INSTRUCTIONS TO FOLLOW:
Within the records below, repeat each line exactly but keep every picture out of the copy.

(Photo-based referring expression data)
+ + + +
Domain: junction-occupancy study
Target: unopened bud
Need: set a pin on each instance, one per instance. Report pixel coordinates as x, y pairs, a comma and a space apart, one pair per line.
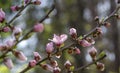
37, 56
8, 62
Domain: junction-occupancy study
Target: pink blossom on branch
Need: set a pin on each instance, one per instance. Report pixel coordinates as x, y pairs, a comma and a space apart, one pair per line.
49, 47
37, 56
8, 62
73, 32
84, 43
2, 15
59, 40
38, 27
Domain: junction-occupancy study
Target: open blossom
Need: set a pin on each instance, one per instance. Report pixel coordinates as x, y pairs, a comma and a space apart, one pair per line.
+ + + +
ANSWER TO THE PROBLEM:
Domain: junction-occupancy study
Target: unopened bud
Need: set a pin on each instance, one per instance. Report pixel coordinates as x, y pairs, a comma and a space apart, one pair per line.
37, 56
8, 62
Domain: junction-occupancy study
Target: pink blossom on branch
Need: set a pin on each instance, one per instance. Report pixel coordinates as x, y pairs, a comma and a space apart, one pair per line.
49, 47
37, 56
8, 62
73, 32
84, 43
2, 15
59, 40
38, 27
Domain: junction-occupancy study
Target: open blossom
Need: set a pin on each instance, one per instance. Report pixel coordinates as x, y pairs, a comma and a space apart, one pair per line.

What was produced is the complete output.